EXCERPT
++++++++

International career
- Years: Team / Apps / (Points)
- 2011: New Zealand U20 / 5 / (0)
- 2014: Māori All Blacks / 2 / (5)
- 2015–: New Zealand / 112 / (120)
- Correct as of 14 September 2026
- Medal record
Men's Rugby union
Representing New Zealand
Rugby World Cup
| Gold medal – first place | 2015 England | Squad |
| Bronze medal – third place | 2019 Japan | Squad |
| Silver medal – second place | 2023 France | Squad |

= Codie Taylor =

New Zealand rugby union player

Codie Joshua Dane Taylor (born 31 March 1991) is a New Zealand professional rugby union player, who currently plays as a hooker for the Crusaders in Super Rugby and is contracted to for New Zealand's domestic National Provincial Championship competition. He represents New Zealand internationally.

== Club career ==
Taylor played his 50th game for the Crusaders during the 2017 Super Rugby season and earned a start against the touring British & Irish Lions on 10 June 2017. The Crusaders' fixture against the Lions was a low-scoring 12–3 loss for the Crusaders, with Taylor being subbed off in the 50th minute. Taylor's incredible performances throughout the Super Rugby season saw him start in all three of the knockout rounds of the competition, where he made a big impact. Taylor scored one of only two tries in the quarter-final, as the Crusaders beat the Highlanders 17–0 at home in Christchurch. Taylor performed well in the 2017 Super Rugby Final, on 5 August 2017, with the Crusaders beating the Johannesburg-based Lions 25–17 to claim their eighth Super Rugby title.

== International career ==
=== 2011–2015 ===
Taylor was part of the Junior All Blacks team which won the 2011 IRB Junior World Championship.

Of Ngāti Raukawa and Muaūpoko descent, Taylor played for the Māori All Blacks in 2014.

++++++++

STORED DATA
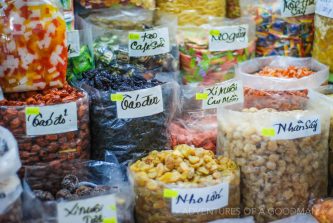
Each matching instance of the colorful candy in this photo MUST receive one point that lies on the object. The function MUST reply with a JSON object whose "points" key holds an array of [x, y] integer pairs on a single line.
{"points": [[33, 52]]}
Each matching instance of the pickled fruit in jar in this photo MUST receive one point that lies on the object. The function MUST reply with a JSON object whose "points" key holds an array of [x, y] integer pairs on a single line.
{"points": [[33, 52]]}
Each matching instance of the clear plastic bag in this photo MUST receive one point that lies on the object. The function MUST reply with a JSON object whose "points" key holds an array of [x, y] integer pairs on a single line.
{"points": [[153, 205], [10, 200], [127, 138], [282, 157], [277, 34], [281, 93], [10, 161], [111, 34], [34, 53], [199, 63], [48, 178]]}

++++++++

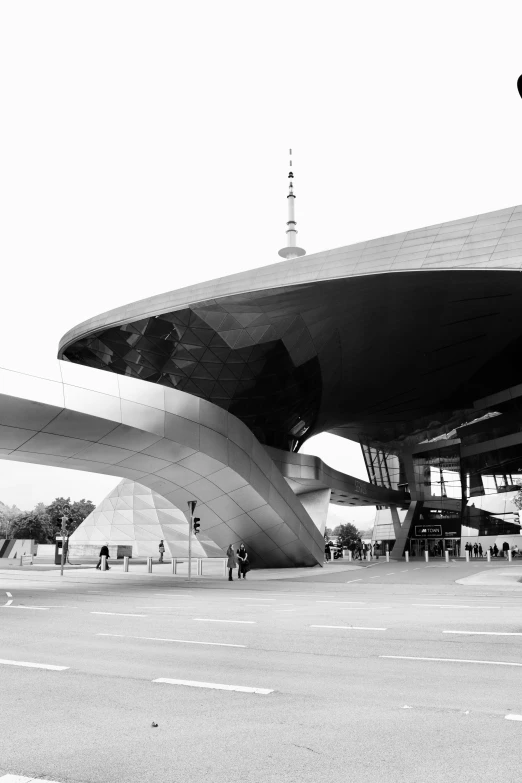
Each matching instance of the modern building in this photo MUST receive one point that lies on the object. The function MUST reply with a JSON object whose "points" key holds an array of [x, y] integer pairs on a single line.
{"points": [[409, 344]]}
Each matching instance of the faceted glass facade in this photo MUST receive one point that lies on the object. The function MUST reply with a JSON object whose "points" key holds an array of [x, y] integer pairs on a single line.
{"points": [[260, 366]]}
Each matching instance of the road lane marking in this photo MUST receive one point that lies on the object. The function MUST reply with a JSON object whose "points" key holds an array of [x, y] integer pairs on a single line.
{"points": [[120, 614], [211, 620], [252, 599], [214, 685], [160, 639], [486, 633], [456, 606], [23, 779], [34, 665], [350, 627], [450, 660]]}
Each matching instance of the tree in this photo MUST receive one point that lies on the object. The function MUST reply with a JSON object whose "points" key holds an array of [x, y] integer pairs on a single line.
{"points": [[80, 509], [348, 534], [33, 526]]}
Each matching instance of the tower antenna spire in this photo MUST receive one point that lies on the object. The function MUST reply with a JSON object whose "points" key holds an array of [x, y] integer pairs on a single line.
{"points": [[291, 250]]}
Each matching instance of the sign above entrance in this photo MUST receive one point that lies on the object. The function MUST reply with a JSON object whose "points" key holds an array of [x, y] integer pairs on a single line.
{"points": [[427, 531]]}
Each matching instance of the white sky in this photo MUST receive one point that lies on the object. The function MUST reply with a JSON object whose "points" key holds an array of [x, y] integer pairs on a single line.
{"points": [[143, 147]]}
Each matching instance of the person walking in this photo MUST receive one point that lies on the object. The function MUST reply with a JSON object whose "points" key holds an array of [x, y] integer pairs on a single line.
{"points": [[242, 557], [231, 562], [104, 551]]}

++++++++

WORK ORDER
Carry on the Codie Taylor article above, starting right after its last sentence.

WRITTEN ANSWER
Taylor was selected for the All Blacks 2015 Squad, having surpassed Ben Funnell as the Crusaders' first-choice hooker during the 2015 Super Rugby season. His first game for the All Blacks was the opening match of the 2015 Rugby Championship against Argentina, when he came off the bench in the 59th minute to replace the now-retired veteran Keven Mealamu. He scored a try on debut, in the 71st minute, after the All Blacks won a scrum close to the Argentine line.

Taylor was named in the All Blacks 31-man squad to go to the Rugby World Cup 2015 in England. Taylor only made one appearance in the competition during the pool stages, which was New Zealand and Namibia's first international fixture. Taylor lasted the whole 80 minutes against Namibia and was not replaced by Mealamu, ending the test by scoring a try in the 79th minute. First-five Beauden Barrett converted Taylor's try to make the final score 58–14.

=== 2016–2019 ===
Taylor surpassed the injury-plagued Nathan Harris as regular back-up to the All Blacks' starting hooker Dane Coles off the bench in 2016, following Keven Mealamu's retirement after the 2015 Rugby World Cup's conclusion. Taylor also notably earned a start against Australia in the first match of the 2016 Rugby Championship, but was unfortunately subbed off after three minutes of play for a head injury assessment and was replaced by Coles. Taylor did not return to the field that match and James Parsons was temporarily re-called to the All Blacks during Taylor's recovery from injury.

Taylor had notable involvement in the 57–15 win against South Africa in Durban on 6 October 2016, scoring a try off a driving maul and also receiving a yellow card long after the full-time had passed, following a head-high tackle on Springboks fullback Patrick Lambie. Taylor also earned another start for the All Blacks later that year in the 68–10 victory over Italy, making his way for debutant Liam Coltman in the 66th minute.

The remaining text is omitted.